**STATED GOAL:** Quote the items below word for word, from their first line through the line containing "[580,78,607,93]", with both of those lines included.

**PROVIDED DATA:**
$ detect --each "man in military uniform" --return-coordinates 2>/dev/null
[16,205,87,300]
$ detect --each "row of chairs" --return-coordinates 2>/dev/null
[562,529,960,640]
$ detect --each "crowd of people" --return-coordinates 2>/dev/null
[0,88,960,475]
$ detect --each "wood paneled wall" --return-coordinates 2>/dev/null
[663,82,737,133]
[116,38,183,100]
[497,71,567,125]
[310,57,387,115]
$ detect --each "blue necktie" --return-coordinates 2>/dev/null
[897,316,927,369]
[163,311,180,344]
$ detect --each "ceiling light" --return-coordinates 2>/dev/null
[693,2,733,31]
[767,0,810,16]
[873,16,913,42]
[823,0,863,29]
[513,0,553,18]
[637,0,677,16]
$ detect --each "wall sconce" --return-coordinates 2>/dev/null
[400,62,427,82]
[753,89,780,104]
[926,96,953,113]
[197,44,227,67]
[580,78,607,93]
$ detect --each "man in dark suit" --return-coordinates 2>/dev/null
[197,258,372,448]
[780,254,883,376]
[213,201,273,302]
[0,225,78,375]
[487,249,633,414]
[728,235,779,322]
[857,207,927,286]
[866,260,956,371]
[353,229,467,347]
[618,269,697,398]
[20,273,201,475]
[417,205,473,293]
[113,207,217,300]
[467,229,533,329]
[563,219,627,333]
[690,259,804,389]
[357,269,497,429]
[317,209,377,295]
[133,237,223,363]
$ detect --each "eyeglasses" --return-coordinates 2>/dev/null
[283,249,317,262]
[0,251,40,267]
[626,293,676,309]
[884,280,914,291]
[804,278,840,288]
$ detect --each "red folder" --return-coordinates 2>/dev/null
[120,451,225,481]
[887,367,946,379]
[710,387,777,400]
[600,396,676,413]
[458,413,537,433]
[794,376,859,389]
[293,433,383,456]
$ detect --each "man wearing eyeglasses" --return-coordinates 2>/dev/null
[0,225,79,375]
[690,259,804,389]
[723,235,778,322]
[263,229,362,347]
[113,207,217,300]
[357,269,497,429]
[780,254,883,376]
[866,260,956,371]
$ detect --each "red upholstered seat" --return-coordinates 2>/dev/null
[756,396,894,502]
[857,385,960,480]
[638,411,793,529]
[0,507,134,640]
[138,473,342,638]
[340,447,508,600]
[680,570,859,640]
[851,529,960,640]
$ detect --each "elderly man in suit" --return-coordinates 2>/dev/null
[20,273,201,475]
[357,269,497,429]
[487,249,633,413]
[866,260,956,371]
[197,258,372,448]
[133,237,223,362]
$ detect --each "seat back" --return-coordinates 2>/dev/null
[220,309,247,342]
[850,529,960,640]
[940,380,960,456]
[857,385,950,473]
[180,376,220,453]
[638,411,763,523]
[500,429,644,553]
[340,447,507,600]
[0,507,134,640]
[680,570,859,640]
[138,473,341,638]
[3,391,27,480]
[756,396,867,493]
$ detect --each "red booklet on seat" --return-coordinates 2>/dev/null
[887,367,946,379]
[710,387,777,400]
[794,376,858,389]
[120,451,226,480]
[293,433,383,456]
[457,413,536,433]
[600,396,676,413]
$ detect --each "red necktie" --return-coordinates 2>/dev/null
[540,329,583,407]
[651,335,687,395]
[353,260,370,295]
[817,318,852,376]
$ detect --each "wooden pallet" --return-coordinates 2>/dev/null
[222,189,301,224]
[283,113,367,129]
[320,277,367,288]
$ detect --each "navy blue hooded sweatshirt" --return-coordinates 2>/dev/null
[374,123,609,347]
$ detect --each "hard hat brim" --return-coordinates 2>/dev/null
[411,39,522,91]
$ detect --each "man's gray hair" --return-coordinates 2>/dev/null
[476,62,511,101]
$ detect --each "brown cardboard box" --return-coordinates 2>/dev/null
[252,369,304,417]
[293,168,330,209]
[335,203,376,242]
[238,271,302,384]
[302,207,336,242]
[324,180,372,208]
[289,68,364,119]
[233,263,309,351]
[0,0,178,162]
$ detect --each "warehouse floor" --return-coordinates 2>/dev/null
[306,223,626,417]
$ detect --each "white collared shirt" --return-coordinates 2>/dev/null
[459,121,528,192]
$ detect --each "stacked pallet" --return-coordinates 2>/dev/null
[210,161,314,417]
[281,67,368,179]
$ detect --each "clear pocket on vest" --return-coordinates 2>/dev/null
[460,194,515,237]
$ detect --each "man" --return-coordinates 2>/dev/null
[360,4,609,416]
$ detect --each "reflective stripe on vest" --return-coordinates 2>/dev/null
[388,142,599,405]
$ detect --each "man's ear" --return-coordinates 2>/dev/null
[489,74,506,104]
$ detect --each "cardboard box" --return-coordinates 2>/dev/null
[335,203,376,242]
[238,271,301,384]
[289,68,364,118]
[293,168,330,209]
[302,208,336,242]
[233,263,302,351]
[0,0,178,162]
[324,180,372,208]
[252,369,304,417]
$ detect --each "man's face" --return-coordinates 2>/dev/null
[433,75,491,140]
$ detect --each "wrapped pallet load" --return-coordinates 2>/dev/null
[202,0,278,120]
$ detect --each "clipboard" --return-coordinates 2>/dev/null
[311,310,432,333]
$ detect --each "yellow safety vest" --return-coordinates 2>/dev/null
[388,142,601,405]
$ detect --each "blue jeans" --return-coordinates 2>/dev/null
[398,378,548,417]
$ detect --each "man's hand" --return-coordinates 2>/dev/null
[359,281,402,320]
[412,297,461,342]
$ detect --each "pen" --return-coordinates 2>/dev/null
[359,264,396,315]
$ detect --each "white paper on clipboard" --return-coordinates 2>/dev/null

**SOLUTION TO THE PROBLEM:**
$ detect --each "man in military uniform" --return-coordinates 2>/dev/null
[16,205,87,300]
$ detect --each "row of chairs" --return-coordinates 2>/dev/null
[562,529,960,640]
$ detect --each "crowd of people" --return-coordinates 2>/dev/null
[0,88,960,475]
$ detect --each "wood paneled wall" --return-coordinates 2>/dev/null
[663,82,737,133]
[116,38,183,100]
[497,71,567,125]
[310,57,387,115]
$ detect --each "blue necktie" --return-coordinates 2>/dev/null
[897,316,927,369]
[163,311,180,344]
$ detect --each "ceiling light" --return-coordinates 2>/dev/null
[693,2,733,31]
[767,0,810,16]
[873,16,913,42]
[823,0,863,29]
[513,0,553,18]
[637,0,677,16]
$ detect --each "wall sconce" --return-coordinates 2>/dev/null
[400,62,427,82]
[753,89,780,104]
[926,96,953,113]
[197,44,227,67]
[580,78,607,93]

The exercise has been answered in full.